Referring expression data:

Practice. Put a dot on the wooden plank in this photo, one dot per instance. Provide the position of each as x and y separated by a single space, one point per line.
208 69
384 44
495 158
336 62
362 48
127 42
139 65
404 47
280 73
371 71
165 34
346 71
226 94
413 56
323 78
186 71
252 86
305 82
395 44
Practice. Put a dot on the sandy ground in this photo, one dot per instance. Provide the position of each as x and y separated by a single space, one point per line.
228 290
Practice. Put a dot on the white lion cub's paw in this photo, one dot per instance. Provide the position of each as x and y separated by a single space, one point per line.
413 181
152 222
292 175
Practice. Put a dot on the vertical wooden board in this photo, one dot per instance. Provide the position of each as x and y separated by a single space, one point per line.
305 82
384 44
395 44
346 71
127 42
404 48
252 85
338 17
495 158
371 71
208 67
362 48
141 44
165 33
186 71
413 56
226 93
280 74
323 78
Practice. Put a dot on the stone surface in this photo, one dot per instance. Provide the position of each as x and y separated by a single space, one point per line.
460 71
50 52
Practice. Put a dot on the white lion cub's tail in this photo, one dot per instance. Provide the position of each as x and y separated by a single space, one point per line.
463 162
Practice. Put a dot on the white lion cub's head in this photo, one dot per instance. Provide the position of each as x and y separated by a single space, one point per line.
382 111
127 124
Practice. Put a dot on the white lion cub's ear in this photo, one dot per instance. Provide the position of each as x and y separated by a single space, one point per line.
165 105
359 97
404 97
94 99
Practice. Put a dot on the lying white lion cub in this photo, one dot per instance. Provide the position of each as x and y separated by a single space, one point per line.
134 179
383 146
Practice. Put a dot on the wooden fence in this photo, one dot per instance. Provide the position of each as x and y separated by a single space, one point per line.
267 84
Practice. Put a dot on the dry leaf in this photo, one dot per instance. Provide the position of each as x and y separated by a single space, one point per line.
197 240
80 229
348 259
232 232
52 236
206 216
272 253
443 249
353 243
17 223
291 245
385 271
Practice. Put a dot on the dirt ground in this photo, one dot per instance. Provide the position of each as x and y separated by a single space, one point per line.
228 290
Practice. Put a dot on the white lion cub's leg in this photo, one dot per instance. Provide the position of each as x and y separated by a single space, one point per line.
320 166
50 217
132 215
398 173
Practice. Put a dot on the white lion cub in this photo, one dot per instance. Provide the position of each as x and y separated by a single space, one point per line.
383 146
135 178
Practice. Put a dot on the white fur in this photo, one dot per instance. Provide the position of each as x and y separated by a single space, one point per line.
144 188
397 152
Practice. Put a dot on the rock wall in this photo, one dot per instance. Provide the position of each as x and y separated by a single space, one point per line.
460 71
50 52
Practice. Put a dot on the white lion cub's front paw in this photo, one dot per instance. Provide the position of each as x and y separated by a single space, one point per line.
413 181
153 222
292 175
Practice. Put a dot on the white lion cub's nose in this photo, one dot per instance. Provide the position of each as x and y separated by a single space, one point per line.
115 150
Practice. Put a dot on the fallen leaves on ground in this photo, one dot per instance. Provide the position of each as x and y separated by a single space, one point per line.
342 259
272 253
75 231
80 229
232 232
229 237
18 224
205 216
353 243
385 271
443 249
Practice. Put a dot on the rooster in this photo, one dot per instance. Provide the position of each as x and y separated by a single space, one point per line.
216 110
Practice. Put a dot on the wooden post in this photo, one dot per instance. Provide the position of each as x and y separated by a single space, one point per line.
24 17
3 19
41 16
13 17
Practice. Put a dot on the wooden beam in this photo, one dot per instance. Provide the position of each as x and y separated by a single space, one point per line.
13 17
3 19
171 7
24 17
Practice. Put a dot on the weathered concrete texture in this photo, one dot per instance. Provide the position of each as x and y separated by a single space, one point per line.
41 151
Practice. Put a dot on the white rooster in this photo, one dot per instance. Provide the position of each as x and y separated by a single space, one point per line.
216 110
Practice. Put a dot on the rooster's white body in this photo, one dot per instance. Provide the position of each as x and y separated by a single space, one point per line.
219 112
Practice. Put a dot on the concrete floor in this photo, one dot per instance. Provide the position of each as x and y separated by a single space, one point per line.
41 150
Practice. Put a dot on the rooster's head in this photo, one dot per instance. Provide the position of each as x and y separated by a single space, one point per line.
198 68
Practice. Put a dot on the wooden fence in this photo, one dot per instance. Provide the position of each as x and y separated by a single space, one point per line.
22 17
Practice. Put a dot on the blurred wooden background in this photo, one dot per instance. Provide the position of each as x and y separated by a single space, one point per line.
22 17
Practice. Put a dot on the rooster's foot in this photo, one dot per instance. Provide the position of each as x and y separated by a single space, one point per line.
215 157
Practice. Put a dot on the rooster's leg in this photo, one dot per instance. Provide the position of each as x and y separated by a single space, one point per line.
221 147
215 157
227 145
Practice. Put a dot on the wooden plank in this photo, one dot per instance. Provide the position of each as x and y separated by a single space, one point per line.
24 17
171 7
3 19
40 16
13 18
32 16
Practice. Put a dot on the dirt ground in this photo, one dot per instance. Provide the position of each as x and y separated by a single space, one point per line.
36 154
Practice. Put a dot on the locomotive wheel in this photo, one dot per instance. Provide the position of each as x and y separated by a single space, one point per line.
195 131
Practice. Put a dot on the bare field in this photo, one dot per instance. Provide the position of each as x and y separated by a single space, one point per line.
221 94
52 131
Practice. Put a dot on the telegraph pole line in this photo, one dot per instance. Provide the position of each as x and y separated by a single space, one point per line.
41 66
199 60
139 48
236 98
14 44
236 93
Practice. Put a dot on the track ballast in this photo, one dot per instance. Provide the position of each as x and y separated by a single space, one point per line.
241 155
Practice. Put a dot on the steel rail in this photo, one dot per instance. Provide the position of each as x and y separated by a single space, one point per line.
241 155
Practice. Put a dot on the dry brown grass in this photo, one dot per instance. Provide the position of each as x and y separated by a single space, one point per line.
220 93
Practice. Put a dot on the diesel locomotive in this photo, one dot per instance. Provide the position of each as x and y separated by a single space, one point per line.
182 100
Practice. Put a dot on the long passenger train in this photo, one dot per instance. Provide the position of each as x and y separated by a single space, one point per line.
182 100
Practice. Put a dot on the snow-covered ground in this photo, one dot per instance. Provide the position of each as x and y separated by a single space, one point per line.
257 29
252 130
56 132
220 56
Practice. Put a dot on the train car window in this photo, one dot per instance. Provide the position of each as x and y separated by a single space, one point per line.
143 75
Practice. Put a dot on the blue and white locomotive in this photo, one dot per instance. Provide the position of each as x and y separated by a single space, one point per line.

## [PROBLEM DESCRIPTION]
Output a faithful copy of every entry, keeping each line as written.

## [TASK OUTPUT]
Practice. Put a dot on the wooden plank in this photo, one dot per instance. Provide the position of each as x and y separated by a single space, one point per line.
208 69
384 44
495 158
336 62
362 48
127 42
139 65
404 47
280 73
371 71
165 34
346 71
226 94
413 56
323 78
186 71
252 86
305 82
395 44
Practice. Put a dot on the sandy ground in this photo, one dot per instance. Provide the position of each as x and y separated by a single space, one point per line.
228 290
Practice. Put a dot on the white lion cub's paw in this photo, one dot per instance. Provide the position of each as x and y separated by a single space, one point per line.
413 181
152 222
292 175
Practice. Put a dot on the vertical wooden board in this photo, one dot per instance. Provide the position of each as x and y separated by a single space, one point per line.
305 82
384 44
395 44
346 71
127 42
404 48
252 85
338 17
495 158
371 71
208 67
362 48
141 44
165 33
186 71
413 56
226 93
280 74
323 78
Practice. Put a dot on the stone surface in this photo, one dot per instance. Provide the position of each as x and y separated by a single space, one point per line.
460 71
50 52
Practice. Put a dot on the white lion cub's tail in this photo, one dot per instance. Provide the position of each as x and y separated by a single space, one point per line.
463 162
Practice. Put a dot on the white lion cub's head in this photo, one dot per instance. Provide the position of each as x and y separated by a single space, one point per line.
382 111
127 124
Practice. Put a dot on the white lion cub's ear in this photo, one dot per instance. Provide the position of each as x and y separated by a single space, one point per line.
165 105
359 97
404 97
94 99
Practice. Put a dot on the lying white lion cub in this photo, one dot per instance. Provide the position of each as x and y separated by a single space, one point per line.
134 179
383 146
Practice. Put a dot on the wooden fence in this photo, one dot per instance. Provide the position of each as x and y separated by a single space, one point per line.
267 84
Practice. Put a dot on the dry leaf in this photo, one dot per instance. Provide the position of each as x and y separated by a single space, one point per line.
197 240
80 229
348 259
232 232
52 236
206 216
272 253
443 249
353 243
17 223
291 245
385 271
Practice. Put a dot on the dirt ground in this photo, one dot per instance. Provide the position of each as x and y separated by a single space, one point per line.
228 290
Practice. Put a dot on the white lion cub's leg in this photo, one dot per instance. Provide the position of each as x and y separated by a single space, one point per line.
320 166
50 217
132 215
398 173
Practice. Put a dot on the white lion cub in this photo, one dot per instance. Provide the position of each as x and y separated by a single space, one point per line.
383 146
135 178
Practice. Put a dot on the white fur in this photo, one dot per instance. Provide the position of each as x and y separated by a single space, one point per line.
144 188
397 152
Practice. Put a dot on the rock wall in this photo, one dot per instance. Provide the position of each as x and y separated by a single space, one point per line.
460 71
50 52
Practice. Put a dot on the white lion cub's front paw in this photo, one dot per instance. Provide the position of each as x and y separated by a single space, one point per line.
413 181
153 222
292 175
Practice. Put a dot on the white lion cub's nose in this photo, one dot per instance. Provide the position of each as x and y separated by a single space, one point per line.
115 150
Practice. Put a dot on the fallen leaves on ground in this photo, one dot per instance. Provide the position of each as x and y separated by a single space, one point per line.
342 259
272 253
75 231
80 229
232 232
229 237
18 224
205 216
353 243
385 271
443 249
Practice. Put a dot on the rooster in this photo, one dot per instance. Provide the position of each as x and y separated by a single space, one point per line.
216 110
Practice. Put a dot on the wooden post in this photo, one dot per instance. Provide the position of each as x and y separated by a single space, one point per line.
24 17
3 19
41 16
13 17
Practice. Put a dot on the wooden beam in this photo, one dot per instance. Provide the position of each as x and y separated by a single space, one point per line.
13 17
3 19
171 7
24 17
Practice. Put a dot on the weathered concrete texture in this photo, one dot per instance. Provide the position of each as x and y separated by a single space, one point per line.
41 151
Practice. Put a dot on the white rooster in this photo, one dot per instance. Provide the position of each as x and y separated by a single space, one point per line.
216 110
Practice. Put a dot on the rooster's white body in this photo, one dot per instance. Provide the position of each as x and y separated by a single space, one point per line.
219 112
Practice. Put a dot on the concrete floor in this photo, one dot per instance. Provide the position of each as x and y separated by a single space, one point per line.
41 150
Practice. Put a dot on the rooster's head in this photo, one dot per instance. Provide the position of each as x and y separated by a single space, one point per line.
198 68
Practice. Put a dot on the wooden fence in this photo, one dot per instance. Provide the position of each as x and y separated by a single space, one point per line.
22 17
Practice. Put a dot on the blurred wooden background in this photo, one dot per instance. Provide the position of each as x and y separated by a single space, one point per line.
22 17
Practice. Put a dot on the rooster's foot in this photo, one dot per instance. Provide the position of each as x and y separated by a single space, one point per line.
215 157
Practice. Put a dot on the rooster's leg in this photo, one dot per instance. Provide the position of each as x and y separated by a single space, one point per line.
221 147
215 157
227 145
Practice. Put a dot on the wooden plank in this photo, one dot per instance. Provide the position of each as x and y separated by a single space, one point per line.
24 17
171 7
3 19
40 16
13 18
32 16
Practice. Put a dot on the dirt ground in this photo, one dot per instance. Provide the position of each as x and y separated by a single space, one point per line.
36 154
Practice. Put a dot on the locomotive wheel in this photo, one dot per instance. Provide the position of each as x and y separated by a single space, one point per line.
195 131
Practice. Put a dot on the bare field in this photo, one dot per instance. Provide the position of each as x and y separated by a single space, one point per line.
221 94
52 131
Practice. Put a dot on the telegraph pole line in this photo, one dot per instance. Provide the position of each as x and y separated by a single space, one point per line.
41 66
199 60
139 48
236 98
14 44
236 93
Practice. Put a dot on the track ballast in this photo, one dot per instance. Provide the position of each as x and y separated by a single space, one point per line.
241 155
Practice. Put a dot on the steel rail in this photo, one dot per instance. Provide the position of each as x and y separated by a single space, one point per line.
241 155
Practice. Put a dot on the dry brown grass in this photo, one dot per instance. Provide the position of each as x and y separated by a single space, one point per line.
220 93
Practice. Put a dot on the diesel locomotive in this photo, one dot per instance. Provide the position of each as x and y separated by a single space, one point per line.
182 100
Practice. Put a dot on the long passenger train in this photo, one dot per instance. Provide the position of each as x and y separated by a single space, one point per line.
182 100
Practice. Put a dot on the snow-covered ground in this photo, one dot per instance. Provide the position of each as x and y separated by a single space, one point per line.
257 29
252 130
56 132
220 56
Practice. Put a dot on the train car window in this photo, one dot per instance. Provide the position of each as x and y separated by a single space, one point per line.
143 75
Practice. Put a dot on the blue and white locomotive in this photo, one dot per instance. Provide the position of each as x and y separated by a single space, one point per line.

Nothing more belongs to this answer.